### To do
Rewrite the lines from the first one through the one containing "positive clicks: (176, 169)", with "rough mask" switched to "coarse mask" and everything else unchanged. Return only those lines, and omit the pictures.

### Material shown
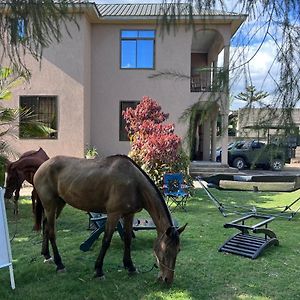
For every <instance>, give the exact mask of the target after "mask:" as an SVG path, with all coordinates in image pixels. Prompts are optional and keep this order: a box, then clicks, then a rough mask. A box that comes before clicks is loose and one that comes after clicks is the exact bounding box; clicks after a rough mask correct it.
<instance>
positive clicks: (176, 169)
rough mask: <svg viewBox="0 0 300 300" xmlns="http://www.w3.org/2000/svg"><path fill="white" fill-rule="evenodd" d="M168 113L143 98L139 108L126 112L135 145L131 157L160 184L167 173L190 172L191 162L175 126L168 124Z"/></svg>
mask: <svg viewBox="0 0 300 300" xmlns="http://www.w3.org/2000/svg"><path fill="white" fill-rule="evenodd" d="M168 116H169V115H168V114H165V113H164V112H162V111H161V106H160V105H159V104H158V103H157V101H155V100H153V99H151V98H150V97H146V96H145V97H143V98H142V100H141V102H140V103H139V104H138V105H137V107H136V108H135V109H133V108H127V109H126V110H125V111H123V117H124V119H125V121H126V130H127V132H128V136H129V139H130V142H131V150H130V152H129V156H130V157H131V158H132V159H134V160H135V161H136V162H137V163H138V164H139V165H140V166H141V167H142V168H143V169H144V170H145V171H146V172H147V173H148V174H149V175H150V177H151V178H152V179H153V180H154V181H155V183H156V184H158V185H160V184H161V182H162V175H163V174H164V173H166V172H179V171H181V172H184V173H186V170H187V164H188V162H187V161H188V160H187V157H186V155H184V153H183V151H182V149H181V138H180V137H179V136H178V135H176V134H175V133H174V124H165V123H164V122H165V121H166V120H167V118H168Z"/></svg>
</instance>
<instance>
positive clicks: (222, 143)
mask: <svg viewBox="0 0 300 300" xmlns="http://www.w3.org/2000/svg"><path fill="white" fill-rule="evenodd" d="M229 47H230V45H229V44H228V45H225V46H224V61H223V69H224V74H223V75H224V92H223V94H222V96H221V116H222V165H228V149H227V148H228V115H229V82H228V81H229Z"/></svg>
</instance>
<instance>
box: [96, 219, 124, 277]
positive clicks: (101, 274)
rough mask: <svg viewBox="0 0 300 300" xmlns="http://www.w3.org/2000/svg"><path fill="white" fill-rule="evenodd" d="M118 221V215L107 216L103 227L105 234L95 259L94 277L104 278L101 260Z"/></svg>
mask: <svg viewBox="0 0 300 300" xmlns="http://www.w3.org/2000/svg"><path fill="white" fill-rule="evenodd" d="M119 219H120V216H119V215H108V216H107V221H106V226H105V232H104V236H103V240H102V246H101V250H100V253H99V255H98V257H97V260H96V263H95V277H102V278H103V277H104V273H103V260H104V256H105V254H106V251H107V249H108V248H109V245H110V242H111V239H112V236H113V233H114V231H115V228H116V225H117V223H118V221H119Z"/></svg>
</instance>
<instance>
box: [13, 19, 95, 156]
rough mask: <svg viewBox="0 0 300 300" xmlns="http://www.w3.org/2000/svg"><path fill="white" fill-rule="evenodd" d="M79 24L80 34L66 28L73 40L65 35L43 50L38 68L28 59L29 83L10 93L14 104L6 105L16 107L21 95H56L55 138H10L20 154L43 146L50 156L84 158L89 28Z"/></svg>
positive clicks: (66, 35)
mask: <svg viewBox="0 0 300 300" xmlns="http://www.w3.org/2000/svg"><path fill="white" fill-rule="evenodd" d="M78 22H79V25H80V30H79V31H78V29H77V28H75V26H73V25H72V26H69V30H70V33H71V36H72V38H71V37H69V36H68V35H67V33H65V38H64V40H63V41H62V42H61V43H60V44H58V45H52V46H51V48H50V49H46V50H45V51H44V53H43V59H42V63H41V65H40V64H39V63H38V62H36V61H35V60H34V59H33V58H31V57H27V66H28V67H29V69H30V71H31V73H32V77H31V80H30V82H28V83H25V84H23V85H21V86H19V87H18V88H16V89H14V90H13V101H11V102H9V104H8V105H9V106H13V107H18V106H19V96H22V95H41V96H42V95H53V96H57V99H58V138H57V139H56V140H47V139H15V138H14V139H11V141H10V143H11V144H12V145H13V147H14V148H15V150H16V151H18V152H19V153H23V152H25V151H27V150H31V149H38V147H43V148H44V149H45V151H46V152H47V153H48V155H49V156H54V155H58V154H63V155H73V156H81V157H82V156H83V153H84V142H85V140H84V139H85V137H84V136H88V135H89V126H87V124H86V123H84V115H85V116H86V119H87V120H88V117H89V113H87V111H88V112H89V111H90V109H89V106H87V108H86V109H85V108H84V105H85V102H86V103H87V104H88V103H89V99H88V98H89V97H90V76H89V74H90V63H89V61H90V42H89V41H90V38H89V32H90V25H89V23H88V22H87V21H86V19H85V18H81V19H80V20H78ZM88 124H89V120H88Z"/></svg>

### Output for this exercise
For every <instance>, give the exact mask of the target after "mask:" as an SVG path, with all coordinates in image pixels. Prompts are optional and keep this order: a box, then clicks, then a coarse mask. A box that comes before clicks is loose and one that comes after clicks is the exact bounding box; clicks after a coarse mask correct it.
<instance>
positive clicks: (176, 169)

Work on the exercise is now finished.